▶ _DIRECTIONS_
Every entry must be copied word for word.

▶ _GIVEN DATA_
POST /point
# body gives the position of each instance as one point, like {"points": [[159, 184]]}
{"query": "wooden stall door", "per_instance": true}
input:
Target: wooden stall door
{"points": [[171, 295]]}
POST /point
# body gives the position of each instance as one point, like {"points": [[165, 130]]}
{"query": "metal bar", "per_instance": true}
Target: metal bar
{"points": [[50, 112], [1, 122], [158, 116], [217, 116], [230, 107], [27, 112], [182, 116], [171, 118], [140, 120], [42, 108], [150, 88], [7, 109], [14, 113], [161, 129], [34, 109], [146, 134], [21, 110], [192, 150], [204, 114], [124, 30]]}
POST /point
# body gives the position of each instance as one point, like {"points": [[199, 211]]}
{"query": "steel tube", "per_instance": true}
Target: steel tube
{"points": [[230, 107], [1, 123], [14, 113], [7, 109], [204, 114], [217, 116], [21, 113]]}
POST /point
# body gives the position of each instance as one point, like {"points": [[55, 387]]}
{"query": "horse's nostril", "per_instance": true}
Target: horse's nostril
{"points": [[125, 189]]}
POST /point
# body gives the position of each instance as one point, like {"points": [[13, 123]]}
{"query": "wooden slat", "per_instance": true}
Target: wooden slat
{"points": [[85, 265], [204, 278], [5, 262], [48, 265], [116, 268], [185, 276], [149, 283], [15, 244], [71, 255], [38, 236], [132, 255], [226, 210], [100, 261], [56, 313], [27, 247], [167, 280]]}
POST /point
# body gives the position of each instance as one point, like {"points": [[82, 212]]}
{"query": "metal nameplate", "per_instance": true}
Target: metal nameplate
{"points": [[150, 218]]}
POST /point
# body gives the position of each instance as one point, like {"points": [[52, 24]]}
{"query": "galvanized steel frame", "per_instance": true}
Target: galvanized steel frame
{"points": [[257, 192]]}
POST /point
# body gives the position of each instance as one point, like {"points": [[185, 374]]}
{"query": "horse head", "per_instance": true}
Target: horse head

▶ _TASK RESULT_
POST /point
# body gives the position of each instance as one point, like {"points": [[159, 184]]}
{"query": "wooden stall door", "per_instance": true}
input:
Target: wooden stall door
{"points": [[171, 295]]}
POST /point
# body gives the position of each instance as one point, like {"points": [[165, 130]]}
{"query": "metal bar", "per_instance": true}
Target: metal bar
{"points": [[50, 112], [1, 122], [158, 116], [217, 116], [230, 107], [27, 112], [182, 116], [171, 118], [140, 120], [42, 108], [150, 88], [7, 109], [14, 113], [161, 129], [34, 109], [146, 134], [21, 110], [192, 150], [204, 114], [124, 30]]}
POST /point
# body gives the position of each instance as one point, like {"points": [[199, 211]]}
{"query": "steel tube", "per_instance": true}
Target: steel tube
{"points": [[230, 107], [1, 123], [14, 113], [7, 109], [204, 114], [217, 116], [21, 113]]}
POST /point
# body gives the position of each instance as one point, like {"points": [[55, 387]]}
{"query": "horse's nostril", "per_instance": true}
Target: horse's nostril
{"points": [[125, 189]]}
POST /point
# body gives the position of each instance as one point, like {"points": [[13, 123]]}
{"query": "wooden slat", "per_instance": true}
Target: wooden slat
{"points": [[85, 265], [204, 278], [5, 262], [48, 265], [116, 268], [185, 276], [149, 283], [15, 244], [71, 255], [38, 236], [132, 255], [226, 210], [100, 261], [56, 313], [27, 247], [167, 280]]}
POST /point
# body gives the position of each instance as one point, like {"points": [[82, 212]]}
{"query": "metal nameplate", "per_instance": true}
Target: metal nameplate
{"points": [[150, 218]]}
POST /point
# body gives the position of each instance as one point, like {"points": [[52, 24]]}
{"query": "galvanized steel frame", "per_instance": true}
Target: galvanized steel frame
{"points": [[257, 192]]}
POST /point
# body gives the position of each instance as one point, like {"points": [[185, 374]]}
{"query": "horse head", "per_instance": true}
Target: horse head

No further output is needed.